___ The data ___
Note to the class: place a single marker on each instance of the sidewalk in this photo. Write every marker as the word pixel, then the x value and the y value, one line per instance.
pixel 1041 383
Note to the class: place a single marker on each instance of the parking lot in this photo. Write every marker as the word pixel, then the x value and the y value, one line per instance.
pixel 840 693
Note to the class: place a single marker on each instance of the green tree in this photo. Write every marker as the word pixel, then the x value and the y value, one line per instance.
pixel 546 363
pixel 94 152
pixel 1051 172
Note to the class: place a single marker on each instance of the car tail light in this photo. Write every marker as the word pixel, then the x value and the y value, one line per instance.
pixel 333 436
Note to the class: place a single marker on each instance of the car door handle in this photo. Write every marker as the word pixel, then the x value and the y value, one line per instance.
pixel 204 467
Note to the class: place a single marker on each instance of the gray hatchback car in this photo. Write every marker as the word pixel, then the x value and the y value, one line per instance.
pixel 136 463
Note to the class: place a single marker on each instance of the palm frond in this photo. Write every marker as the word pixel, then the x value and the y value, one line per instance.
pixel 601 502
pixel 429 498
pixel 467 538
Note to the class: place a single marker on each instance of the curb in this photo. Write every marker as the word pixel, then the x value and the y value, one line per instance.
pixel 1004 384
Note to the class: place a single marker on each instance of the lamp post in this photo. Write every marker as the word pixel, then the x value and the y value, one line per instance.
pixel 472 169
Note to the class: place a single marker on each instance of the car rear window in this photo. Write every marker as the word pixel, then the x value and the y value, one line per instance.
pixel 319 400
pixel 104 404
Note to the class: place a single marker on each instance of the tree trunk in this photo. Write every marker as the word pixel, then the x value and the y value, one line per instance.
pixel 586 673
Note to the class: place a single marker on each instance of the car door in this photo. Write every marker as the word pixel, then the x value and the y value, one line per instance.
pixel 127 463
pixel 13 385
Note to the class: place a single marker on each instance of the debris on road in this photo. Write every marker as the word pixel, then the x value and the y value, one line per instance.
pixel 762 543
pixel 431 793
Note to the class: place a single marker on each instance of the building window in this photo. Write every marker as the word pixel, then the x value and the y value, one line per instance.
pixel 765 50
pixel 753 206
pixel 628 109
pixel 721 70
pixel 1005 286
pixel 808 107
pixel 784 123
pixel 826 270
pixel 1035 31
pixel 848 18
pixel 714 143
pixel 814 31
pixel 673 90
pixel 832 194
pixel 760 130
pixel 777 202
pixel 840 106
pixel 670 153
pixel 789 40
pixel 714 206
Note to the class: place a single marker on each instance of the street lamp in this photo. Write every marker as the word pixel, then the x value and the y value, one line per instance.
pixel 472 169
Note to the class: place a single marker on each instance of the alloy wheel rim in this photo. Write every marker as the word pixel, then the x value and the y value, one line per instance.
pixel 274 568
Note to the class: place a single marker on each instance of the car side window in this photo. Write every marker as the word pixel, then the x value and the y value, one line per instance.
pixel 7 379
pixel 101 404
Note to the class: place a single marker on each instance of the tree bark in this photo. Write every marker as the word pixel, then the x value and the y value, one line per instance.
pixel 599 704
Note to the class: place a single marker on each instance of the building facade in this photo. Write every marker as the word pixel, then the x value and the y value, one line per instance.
___
■ Exercise task ■
Resize everything from the line containing "of the gray" down to the line containing "pixel 136 463", both ends included. Repeat those records with their requests, multiply each x and y coordinate in the answers by 2.05, round to whole numbers with halves going up, and give only these lines.

■ Response to this task ■
Note to the class: place a single marker on each instance of the gray hatchback car in this photo. Write every marker as the word pixel, then the x value and the y value, one line per instance.
pixel 279 949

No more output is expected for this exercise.